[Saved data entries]
-.-.-
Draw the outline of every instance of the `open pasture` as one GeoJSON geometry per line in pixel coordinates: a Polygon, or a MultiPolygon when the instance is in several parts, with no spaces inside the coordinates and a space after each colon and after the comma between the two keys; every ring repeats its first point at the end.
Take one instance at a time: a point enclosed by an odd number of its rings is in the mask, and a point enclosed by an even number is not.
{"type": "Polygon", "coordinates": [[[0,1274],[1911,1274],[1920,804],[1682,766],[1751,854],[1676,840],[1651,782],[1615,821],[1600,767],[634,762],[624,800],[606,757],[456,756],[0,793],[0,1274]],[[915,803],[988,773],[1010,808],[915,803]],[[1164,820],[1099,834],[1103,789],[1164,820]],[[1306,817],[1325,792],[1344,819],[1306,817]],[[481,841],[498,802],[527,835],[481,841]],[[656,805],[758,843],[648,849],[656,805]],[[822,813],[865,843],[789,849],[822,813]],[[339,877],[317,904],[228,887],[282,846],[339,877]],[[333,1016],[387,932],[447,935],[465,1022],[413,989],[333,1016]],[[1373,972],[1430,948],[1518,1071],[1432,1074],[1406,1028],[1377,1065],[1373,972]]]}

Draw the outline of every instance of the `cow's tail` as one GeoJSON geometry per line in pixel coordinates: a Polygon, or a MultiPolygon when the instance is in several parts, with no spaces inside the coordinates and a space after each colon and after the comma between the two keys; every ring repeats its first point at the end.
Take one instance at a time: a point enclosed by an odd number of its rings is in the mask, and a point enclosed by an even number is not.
-.-.-
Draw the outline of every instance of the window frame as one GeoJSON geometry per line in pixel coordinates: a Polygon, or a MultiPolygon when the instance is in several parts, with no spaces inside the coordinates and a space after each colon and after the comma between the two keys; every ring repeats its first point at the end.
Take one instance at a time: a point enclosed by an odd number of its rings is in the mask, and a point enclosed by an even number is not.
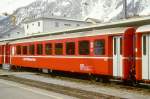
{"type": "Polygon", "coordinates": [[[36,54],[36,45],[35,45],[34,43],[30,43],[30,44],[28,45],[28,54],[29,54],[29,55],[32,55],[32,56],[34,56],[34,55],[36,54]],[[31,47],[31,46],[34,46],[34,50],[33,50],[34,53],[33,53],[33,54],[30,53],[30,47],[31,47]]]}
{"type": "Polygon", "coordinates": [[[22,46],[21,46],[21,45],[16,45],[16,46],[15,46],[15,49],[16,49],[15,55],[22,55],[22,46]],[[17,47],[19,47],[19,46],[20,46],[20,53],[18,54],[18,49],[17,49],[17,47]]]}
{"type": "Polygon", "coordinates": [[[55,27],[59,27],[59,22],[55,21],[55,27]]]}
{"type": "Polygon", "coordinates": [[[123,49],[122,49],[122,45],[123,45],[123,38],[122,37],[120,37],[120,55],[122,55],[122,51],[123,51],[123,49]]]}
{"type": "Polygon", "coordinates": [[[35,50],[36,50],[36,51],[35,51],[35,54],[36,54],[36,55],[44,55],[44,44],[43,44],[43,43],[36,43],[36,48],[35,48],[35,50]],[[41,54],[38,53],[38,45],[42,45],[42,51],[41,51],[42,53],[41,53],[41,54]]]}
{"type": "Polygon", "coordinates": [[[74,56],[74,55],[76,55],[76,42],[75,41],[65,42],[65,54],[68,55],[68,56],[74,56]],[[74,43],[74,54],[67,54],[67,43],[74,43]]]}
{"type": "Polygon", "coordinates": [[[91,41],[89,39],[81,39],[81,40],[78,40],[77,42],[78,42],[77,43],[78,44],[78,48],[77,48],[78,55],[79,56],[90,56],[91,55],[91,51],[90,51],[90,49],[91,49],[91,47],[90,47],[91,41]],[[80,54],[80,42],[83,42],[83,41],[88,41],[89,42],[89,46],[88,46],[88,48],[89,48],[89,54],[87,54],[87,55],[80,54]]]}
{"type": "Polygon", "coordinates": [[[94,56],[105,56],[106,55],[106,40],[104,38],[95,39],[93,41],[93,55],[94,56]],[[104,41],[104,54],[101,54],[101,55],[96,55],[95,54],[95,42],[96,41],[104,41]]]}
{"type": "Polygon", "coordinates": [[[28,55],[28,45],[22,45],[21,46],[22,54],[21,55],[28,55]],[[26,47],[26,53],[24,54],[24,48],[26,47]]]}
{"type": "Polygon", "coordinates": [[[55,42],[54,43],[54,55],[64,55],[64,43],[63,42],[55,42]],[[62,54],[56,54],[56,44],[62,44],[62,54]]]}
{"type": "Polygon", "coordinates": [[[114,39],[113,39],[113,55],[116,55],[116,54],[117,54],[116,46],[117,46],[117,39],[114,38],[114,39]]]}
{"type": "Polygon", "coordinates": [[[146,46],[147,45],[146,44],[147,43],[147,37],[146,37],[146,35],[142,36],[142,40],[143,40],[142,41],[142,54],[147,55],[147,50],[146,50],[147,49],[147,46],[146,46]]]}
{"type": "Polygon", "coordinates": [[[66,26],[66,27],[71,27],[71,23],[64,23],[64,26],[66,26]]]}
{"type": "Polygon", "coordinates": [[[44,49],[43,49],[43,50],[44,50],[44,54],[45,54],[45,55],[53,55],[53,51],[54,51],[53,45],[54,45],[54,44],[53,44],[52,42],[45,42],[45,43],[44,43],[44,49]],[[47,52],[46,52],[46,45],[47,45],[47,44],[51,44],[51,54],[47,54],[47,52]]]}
-.-.-
Go through the entries and copy every line that has "after".

- _Task result_
Draw the outline of every instance of the `open pasture` as one GeoJSON geometry per line in pixel coordinates: a Polygon, or a MultiPolygon when the instance is in several parts, with no spaces inside the coordinates and a space after each colon and after the comma between the two keys; every ring repeats its first point at the end.
Draw the outline of every instance of the `cow's tail` as one GeoJSON geometry per line in pixel coordinates: a Polygon, or a MultiPolygon when the instance is in several parts, with no spaces inside the coordinates and a space after each colon and after the comma between the two keys; every ring repeats its first point at the end.
Draw the outline of every instance of the window frame as one GeoJSON geometry per line in pixel coordinates: a Polygon, or a MultiPolygon when the instance is in several parts, with no spaces inside the coordinates and a space after each colon and after the comma between the two keys; every ring repeats its first point at the end.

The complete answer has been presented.